Thursday, 28 September 2006

Diabetes and Alcohol

As a student, I am completely aware of the temptation that drinking alcohol is. But I also know how to say no. I was fortunate enough to be diagnosed when I was 11, which has meant that not drinking has never been an issue for me. I do understand however that would I have been diagnosed during my potential drinking years, things may have been a little different. I have heard a few stories from diabetics who have had bad experiences with alcohol, and there seem to be a few common links between them:

Firstly, there is a lack of understanding as to how alcohol affects your system. So here is a quick breakdown from my vague understanding:
- Your body reacts to alcohol as a toxin, a poison. This means that your body will not secrete glucose until it has got rid of the alcohol in your blood stream. Which granted it can stay in your blood stream until the next morning can be a BIG problem.
- The dangers are greatly increased if you drink on an empty stomach or if you exercise at the same time.

Secondly, everyone feels peer pressure to drink. Life as a student means that I am regularly faced with the challenge of whether or not to drink, but for me, I don't find it hard to say no. It may seem like a challenge to not drink, but it is so easy. I will share with you some tips that I have come across:
- Have one drink and take it round with you the whole night, sipping slowly. This means that you always seem like you are drinking, when actually you haven't really started.

──────────────────────────────

### [What you need to do]
1 – In the post on diabetes and alcohol, how old was the writer when diagnosed?
2 – Pick up the diabetes and alcohol post after its final sentence and keep writing it.

### [Data shown]

──────────────────────────────

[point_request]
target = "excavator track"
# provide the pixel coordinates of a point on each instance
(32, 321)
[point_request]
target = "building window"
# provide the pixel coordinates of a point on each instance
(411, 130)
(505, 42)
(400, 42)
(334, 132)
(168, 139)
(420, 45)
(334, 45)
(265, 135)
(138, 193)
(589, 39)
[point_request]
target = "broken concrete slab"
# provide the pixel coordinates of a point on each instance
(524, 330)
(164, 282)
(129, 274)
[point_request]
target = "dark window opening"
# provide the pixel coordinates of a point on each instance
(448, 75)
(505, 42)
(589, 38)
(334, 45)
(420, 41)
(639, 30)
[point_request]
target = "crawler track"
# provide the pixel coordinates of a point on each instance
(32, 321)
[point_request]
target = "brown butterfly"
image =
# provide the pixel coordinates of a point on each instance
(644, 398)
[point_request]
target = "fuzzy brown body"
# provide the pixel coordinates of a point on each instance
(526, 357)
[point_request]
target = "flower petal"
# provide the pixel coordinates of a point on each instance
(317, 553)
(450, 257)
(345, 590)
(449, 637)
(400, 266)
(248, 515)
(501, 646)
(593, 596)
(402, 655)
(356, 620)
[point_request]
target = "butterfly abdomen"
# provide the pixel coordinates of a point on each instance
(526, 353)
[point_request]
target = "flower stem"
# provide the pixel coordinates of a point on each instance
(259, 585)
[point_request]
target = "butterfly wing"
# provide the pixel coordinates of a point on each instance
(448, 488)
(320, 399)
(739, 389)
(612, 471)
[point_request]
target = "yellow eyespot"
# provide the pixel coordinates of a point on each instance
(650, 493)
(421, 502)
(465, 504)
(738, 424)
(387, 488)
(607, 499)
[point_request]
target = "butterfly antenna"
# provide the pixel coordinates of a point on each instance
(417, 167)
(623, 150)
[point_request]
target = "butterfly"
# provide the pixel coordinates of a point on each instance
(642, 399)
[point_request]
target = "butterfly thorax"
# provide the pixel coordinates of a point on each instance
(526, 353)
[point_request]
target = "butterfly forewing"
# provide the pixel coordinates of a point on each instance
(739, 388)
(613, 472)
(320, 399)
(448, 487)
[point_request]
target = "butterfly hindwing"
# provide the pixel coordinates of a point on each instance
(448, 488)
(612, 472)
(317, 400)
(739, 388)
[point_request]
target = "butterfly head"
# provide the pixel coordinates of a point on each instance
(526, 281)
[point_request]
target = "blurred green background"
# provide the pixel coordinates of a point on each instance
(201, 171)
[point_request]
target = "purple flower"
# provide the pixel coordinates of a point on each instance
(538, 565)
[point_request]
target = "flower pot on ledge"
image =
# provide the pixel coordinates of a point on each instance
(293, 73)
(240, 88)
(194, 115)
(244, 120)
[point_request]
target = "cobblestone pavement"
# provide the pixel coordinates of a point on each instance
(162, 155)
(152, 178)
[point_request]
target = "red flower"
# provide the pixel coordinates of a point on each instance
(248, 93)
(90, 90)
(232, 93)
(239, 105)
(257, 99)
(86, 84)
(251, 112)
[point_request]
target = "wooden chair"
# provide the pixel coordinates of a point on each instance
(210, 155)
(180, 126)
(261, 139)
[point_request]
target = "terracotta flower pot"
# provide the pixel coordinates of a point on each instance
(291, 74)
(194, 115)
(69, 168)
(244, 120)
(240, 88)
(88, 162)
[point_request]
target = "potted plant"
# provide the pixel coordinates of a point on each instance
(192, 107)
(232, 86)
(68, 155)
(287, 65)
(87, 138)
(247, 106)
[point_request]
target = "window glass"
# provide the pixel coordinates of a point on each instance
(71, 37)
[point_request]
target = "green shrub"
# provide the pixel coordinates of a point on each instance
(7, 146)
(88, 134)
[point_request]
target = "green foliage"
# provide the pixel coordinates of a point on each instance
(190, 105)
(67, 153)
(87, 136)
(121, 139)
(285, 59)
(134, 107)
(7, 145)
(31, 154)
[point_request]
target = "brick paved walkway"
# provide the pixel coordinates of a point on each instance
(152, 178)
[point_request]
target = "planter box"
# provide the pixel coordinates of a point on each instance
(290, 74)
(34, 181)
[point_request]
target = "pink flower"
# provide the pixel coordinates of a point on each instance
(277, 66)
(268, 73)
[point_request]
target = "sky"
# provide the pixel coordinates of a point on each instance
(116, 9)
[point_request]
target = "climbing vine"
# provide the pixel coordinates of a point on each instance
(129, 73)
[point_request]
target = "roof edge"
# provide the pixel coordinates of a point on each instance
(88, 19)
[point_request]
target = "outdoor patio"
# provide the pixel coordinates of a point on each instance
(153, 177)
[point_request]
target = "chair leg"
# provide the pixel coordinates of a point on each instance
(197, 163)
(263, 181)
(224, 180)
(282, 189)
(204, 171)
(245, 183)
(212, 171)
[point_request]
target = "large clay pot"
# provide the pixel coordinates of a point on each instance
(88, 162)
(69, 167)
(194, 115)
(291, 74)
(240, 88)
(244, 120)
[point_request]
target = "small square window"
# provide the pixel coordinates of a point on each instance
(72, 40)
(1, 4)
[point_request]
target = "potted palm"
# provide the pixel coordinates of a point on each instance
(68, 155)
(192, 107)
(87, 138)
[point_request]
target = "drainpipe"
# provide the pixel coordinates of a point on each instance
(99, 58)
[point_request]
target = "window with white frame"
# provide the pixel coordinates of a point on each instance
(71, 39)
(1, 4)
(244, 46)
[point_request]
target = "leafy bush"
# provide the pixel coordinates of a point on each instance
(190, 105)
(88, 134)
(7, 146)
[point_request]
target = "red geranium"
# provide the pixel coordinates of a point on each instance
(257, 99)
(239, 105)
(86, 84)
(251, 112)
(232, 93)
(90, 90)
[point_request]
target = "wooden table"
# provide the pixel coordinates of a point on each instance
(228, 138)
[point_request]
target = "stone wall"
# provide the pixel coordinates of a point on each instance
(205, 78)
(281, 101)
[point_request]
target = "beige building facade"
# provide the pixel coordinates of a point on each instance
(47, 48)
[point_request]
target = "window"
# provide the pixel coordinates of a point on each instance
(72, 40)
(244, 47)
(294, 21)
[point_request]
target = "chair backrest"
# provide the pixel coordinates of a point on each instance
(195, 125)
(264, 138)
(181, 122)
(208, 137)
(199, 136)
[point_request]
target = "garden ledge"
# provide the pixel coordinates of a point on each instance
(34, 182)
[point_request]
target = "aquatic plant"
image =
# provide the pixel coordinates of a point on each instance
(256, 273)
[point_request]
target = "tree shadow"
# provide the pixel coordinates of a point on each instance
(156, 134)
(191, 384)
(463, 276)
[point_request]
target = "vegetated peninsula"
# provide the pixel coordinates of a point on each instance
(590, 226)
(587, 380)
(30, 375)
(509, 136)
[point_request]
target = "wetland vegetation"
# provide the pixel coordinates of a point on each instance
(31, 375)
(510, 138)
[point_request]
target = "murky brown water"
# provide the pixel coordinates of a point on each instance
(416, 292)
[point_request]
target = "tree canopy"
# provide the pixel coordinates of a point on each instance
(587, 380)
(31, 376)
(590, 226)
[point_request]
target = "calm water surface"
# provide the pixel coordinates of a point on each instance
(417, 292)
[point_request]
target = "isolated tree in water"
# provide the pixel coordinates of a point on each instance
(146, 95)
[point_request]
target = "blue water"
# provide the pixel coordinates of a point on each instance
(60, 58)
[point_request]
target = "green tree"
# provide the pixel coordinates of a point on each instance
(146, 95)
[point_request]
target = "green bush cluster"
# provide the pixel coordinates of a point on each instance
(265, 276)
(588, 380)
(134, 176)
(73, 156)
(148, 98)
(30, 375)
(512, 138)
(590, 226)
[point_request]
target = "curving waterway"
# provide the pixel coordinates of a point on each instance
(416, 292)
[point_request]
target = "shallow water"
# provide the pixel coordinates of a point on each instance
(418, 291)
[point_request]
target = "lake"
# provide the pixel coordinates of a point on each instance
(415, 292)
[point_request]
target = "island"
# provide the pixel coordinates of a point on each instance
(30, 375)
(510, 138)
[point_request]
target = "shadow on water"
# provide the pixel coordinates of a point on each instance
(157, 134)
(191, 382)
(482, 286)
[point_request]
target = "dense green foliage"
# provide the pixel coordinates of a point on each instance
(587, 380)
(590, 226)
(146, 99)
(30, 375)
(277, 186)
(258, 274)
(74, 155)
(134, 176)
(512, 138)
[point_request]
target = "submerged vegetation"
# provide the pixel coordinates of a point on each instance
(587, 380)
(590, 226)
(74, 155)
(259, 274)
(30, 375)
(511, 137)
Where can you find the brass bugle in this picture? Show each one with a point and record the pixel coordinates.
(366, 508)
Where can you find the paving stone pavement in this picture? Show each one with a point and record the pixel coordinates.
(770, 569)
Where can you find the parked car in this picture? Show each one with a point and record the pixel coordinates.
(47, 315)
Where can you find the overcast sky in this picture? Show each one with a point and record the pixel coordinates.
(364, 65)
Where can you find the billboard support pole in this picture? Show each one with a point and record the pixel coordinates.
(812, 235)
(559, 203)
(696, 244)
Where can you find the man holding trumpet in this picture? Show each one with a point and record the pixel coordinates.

──────────────────────────────

### [Task-by-task results]
1 – 11 years old.

2 –
- Drink water. You may feel as though everyone thinks you are 'uncool', but you have to realise that you are the clever one! If you have had your limit of 1 or 2 drinks then switch to water.
- Avoid cocktails. If you are going out for a cocktail, have a look through the ingredients to see whats in them. Cocktails are one of the mot sugary things you can drink, expecially if it is very colourful.
- If you are going out dancing, be sensible and eat food to counteract the dancing before you go, and always remember that bars usually sell crisps also if you do feel hungry.
- Do not stay out too late. I have found it really important to go to sleep and wake up at roughly the same time every day to keep my levels good. There is usually an occasion every week that you can go to that finishes at 12 exactly.
- Make sure that you go out with friends. This ensures that if something does happen to you, that they will be there to know what to do.

Lastly, be sensible. You know you shouldn't have more than one glass, so don't.